**REQUIRED TASK:** Using the passage on SEO KPIs, decide whether each statement agrees with it. Answer yes or no, and quote the words that settle it. 1. Google Search Console provides the exact search visibility score. 2. About 75% of searchers stay on the first page of search results. 3. Search visibility is a conversion metric.
[Begin PASSAGE]
KPIs allow you to effectively measure your campaign’s progress to determine whether you’re on the path to getting the desired results.

However, not all SEO KPIs are the same, and some agencies and businesses don’t target the right ones.

Besides, these qualifiable values change with time, meaning you need to track them monthly to ensure you’re on the right track.

This post looks at the SEO KPIs you should track and those that you shouldn’t.

SEO KPIs You Should Track

Below are the crucial SEO KPIs you should track: 

Search Visibility

Search visibility refers to a website’s visibility from its organic keyword rankings.

For instance, if you rank for a certain keyword, get searched 200 times, and get 10 clicks, then the search visibility for that keyword is 10 percent.

Search visibility or SERP visibility is a crucial SEO KPI you should track. Although search visibility is a non-conversion metric, it plays a crucial part in your business growth. Generally, the higher your keyword ranks, the higher the search visibility.

And since about 75% of searchers don’t go past the first page of search results, these present a better opportunity for a higher share of voice (SOV)—the market size a brand owns compared to its competitors. The higher the SOV, the bigger your market share, and vice versa.

How to Track Search Visibility

There’s no single way to track or calculate search visibility for your website.

Different tools can help track search visibility in different ways. However, no matter the tool you use, keep these things in mind:

  • Ranking positions for your target keyword(s)
  • The estimated amount of impressions
  • Click-through-rate for each keyword

One of the best tools we use to calculate search visibility for our clients’ websites is Google Search Console (GSC). This is a free tool but more accurate than other SEO visibility tools because it shows real data from Google’s search engine.

Although GSC won’t provide the exact search visibility score, it gives the exact number of impressions your site receives from a ranking keyword. And as you know, more impressions mean more visibility.

Other tools that can help track your search visibility include Ahrefs Rank Tracker and SEMRush Visibility Trend Score.

These tools help us get a report of how a website is performing in search results, including:

  • The total number of impressions
  • Total clicks
  • Average ranking position
  • Average CTR

This report helps understand a website’s position in search visibility and the steps you should take to improve visibility.

Search Rankings

Every website, no matter the industry, wants to rank for relevant keywords. That indicates that search rankings are an essential KPI directly related to your SEO success.

Once your website ranks higher for relevant keywords in search engine results pages (SERPs), it increases your chances of achieving your other objectives, including increased traffic, leads, and conversions.

Generally, this metric measures how well your content ranks in search results, and its results are different depending on the page, search term, and day.

For instance, a page on your website may rank higher for a certain keyword but lower for another. Also, you may rank for a specific keyword in one day, but then the rankings drop significantly in a few days.
[End PASSAGE]
[Begin DATA BLOCK]
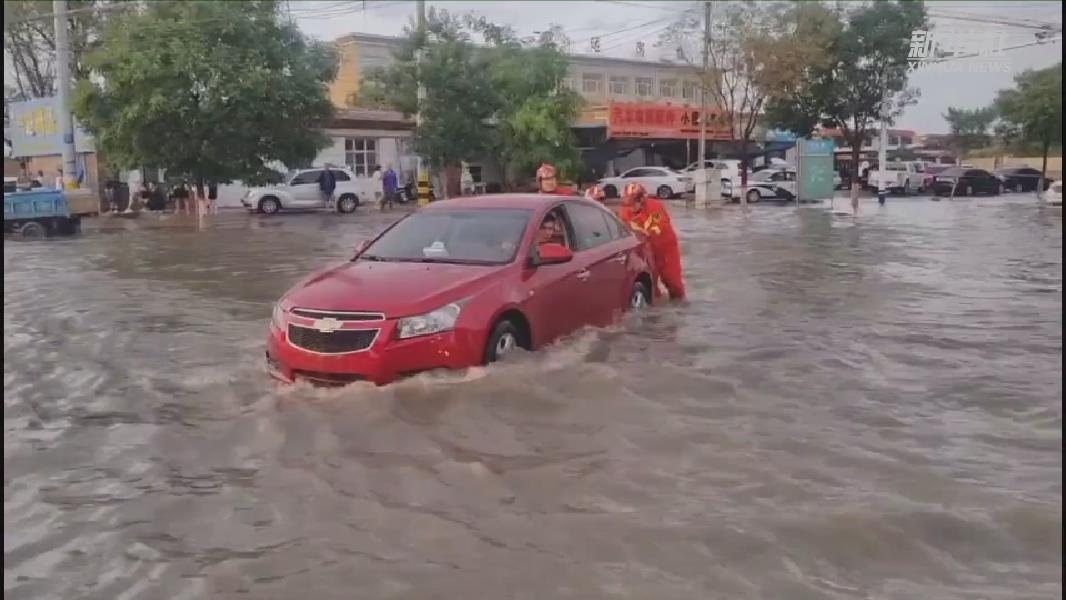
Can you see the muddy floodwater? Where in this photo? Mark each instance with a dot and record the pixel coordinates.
(848, 409)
[End DATA BLOCK]
**TASK ANSWER:**
1. No: "Although GSC won’t provide the exact search visibility score"
2. Yes: "about 75% of searchers don’t go past the first page of search results"
3. No: "Although search visibility is a non-conversion metric"